WHAT YOU SHOULD DO: For this listing, the lines between the one holding "Target: red checkered shirt" and the one holding "Target: man's arm", inclusive, must be set down exactly.

+++ ENTRIES PROVIDED

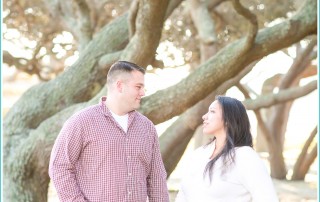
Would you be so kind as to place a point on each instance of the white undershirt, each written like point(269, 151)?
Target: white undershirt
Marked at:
point(122, 120)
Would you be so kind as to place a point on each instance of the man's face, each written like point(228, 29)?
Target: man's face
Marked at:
point(133, 90)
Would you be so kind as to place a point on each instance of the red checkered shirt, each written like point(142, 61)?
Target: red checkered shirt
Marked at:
point(94, 160)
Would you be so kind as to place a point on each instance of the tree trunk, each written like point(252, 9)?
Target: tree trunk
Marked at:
point(305, 159)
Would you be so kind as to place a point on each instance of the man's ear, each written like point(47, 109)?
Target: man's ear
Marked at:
point(119, 86)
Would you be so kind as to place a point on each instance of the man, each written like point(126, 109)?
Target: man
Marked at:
point(109, 151)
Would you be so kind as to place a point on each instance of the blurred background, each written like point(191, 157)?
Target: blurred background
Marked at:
point(56, 56)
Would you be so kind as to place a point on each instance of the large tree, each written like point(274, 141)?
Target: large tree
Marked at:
point(225, 38)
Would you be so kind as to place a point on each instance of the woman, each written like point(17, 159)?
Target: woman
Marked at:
point(227, 169)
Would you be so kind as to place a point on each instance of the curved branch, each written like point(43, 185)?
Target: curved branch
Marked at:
point(149, 23)
point(261, 122)
point(132, 17)
point(203, 21)
point(225, 65)
point(253, 28)
point(289, 94)
point(299, 65)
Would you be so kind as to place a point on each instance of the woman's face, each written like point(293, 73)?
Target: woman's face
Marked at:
point(213, 120)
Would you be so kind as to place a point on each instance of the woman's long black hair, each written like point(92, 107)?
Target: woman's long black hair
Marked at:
point(237, 126)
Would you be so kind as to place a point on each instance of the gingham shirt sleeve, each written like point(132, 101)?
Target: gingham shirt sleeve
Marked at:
point(157, 185)
point(65, 153)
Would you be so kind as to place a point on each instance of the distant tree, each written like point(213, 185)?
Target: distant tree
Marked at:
point(221, 40)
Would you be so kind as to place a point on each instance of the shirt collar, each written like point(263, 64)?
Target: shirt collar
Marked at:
point(106, 111)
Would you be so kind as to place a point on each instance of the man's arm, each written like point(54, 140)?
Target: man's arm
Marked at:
point(65, 153)
point(157, 178)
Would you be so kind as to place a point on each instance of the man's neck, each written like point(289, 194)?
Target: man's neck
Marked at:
point(115, 107)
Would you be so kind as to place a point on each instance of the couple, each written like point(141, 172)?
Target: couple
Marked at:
point(110, 152)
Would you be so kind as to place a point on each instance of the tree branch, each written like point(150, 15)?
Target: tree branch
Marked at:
point(253, 27)
point(203, 21)
point(223, 65)
point(289, 94)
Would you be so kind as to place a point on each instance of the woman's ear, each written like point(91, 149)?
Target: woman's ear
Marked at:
point(119, 86)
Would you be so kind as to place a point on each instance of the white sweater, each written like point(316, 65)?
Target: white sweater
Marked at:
point(246, 181)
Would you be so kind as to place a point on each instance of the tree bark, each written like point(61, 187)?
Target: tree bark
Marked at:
point(305, 158)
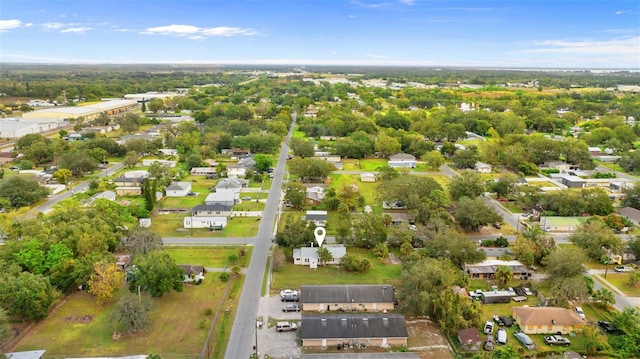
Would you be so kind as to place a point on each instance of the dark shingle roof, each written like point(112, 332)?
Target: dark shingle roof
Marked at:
point(359, 293)
point(350, 326)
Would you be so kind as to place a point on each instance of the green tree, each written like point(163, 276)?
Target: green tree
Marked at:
point(471, 214)
point(22, 191)
point(157, 273)
point(468, 184)
point(131, 313)
point(503, 275)
point(143, 240)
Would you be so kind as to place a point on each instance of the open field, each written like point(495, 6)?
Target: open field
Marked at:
point(211, 257)
point(293, 276)
point(171, 225)
point(80, 327)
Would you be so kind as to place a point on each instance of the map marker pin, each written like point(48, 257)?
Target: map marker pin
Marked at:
point(320, 233)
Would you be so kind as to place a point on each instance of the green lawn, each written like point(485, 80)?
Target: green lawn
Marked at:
point(171, 225)
point(212, 257)
point(63, 333)
point(293, 276)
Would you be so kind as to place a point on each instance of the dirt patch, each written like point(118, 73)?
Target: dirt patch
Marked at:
point(426, 340)
point(83, 319)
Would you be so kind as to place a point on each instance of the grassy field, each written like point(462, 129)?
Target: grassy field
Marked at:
point(171, 225)
point(293, 276)
point(212, 257)
point(65, 333)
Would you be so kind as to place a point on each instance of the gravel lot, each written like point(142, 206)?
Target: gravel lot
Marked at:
point(277, 344)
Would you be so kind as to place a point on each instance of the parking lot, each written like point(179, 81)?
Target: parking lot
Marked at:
point(270, 342)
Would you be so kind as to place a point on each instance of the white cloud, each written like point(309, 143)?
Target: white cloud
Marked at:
point(52, 25)
point(6, 25)
point(627, 46)
point(198, 33)
point(77, 30)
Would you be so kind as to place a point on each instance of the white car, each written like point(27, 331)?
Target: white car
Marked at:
point(288, 292)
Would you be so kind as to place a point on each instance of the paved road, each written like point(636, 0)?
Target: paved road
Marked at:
point(241, 341)
point(80, 187)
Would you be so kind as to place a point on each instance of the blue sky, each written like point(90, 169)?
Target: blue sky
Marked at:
point(480, 33)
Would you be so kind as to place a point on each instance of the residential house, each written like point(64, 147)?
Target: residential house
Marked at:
point(398, 218)
point(547, 320)
point(367, 177)
point(128, 190)
point(223, 197)
point(470, 339)
point(574, 181)
point(209, 172)
point(353, 330)
point(631, 214)
point(192, 274)
point(108, 195)
point(317, 217)
point(178, 189)
point(136, 174)
point(349, 297)
point(236, 171)
point(402, 160)
point(315, 195)
point(308, 256)
point(166, 163)
point(213, 222)
point(487, 269)
point(212, 210)
point(123, 261)
point(482, 167)
point(128, 182)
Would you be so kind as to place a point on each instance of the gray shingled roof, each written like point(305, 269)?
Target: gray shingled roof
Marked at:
point(351, 293)
point(351, 326)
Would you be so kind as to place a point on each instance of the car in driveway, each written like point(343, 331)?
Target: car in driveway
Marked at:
point(606, 326)
point(488, 328)
point(289, 298)
point(525, 340)
point(293, 307)
point(557, 340)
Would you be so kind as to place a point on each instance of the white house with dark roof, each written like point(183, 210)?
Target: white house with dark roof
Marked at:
point(374, 330)
point(317, 217)
point(178, 189)
point(401, 160)
point(308, 256)
point(347, 297)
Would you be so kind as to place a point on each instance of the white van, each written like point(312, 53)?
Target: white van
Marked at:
point(286, 326)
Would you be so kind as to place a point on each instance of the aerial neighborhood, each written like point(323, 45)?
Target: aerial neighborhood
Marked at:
point(307, 213)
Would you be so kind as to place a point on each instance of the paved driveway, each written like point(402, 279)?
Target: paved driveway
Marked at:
point(277, 344)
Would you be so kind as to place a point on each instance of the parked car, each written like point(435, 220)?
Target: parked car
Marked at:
point(288, 292)
point(488, 328)
point(506, 321)
point(557, 340)
point(501, 336)
point(527, 291)
point(291, 308)
point(525, 340)
point(286, 326)
point(606, 326)
point(489, 345)
point(289, 298)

++++++

THE COMPLETED TASK:
Target: red checkered shirt
Marked at:
point(94, 160)
Would you be so kind as to place a point on each instance of the tree trunk, each written like point(252, 9)?
Target: tree trunk
Marked at:
point(305, 159)
Would you be so kind as to place a point on each instance of the man's ear, each written like point(47, 109)?
Target: man's ear
Marked at:
point(119, 86)
Would you be so kind as to place a point on each instance of the man, each written like point(126, 109)?
Target: man
Marked at:
point(109, 151)
Would you be so kind as to place a point on each instance of the blurred background, each written like point(191, 157)?
Target: blurred background
Marked at:
point(56, 56)
Would you be so kind as to place a point on each instance of the large tree, each written like point(274, 141)?
Target: large tree
Marked at:
point(225, 38)
Would you be so kind as to place a point on each instance of the woman, each written like point(17, 159)?
Target: woman
Marked at:
point(227, 169)
Would you be so kind as to place a point on each instance of the curved branch, each written like point(43, 185)?
Target: curved branch
Marked at:
point(149, 23)
point(261, 122)
point(132, 17)
point(203, 21)
point(225, 65)
point(253, 28)
point(289, 94)
point(299, 65)
Would you be so kind as to place a point on each instance of the woman's face, each written like point(293, 73)?
Target: woman's face
Marked at:
point(213, 120)
Would you be so kind as to place a point on each instance of the woman's long black hair, each written like point(92, 107)?
Target: woman's long black hair
Marked at:
point(237, 126)
Would you be so kind as to place a point on each instance of the gingham shirt sleeve, each written like point(132, 101)?
Target: gingham shirt sleeve
Marked at:
point(157, 185)
point(65, 153)
Would you be so kind as to place a point on each instance of the distant tree, each written like point(213, 185)?
Target: distant tree
Marked at:
point(221, 40)
Would you be so kind as to place a point on each instance of the shirt collar, each written like point(263, 64)?
Target: shirt collar
Marked at:
point(106, 111)
Would you be so kind as to place a point on each instance of the man's arm, each written like point(54, 140)?
Target: man's arm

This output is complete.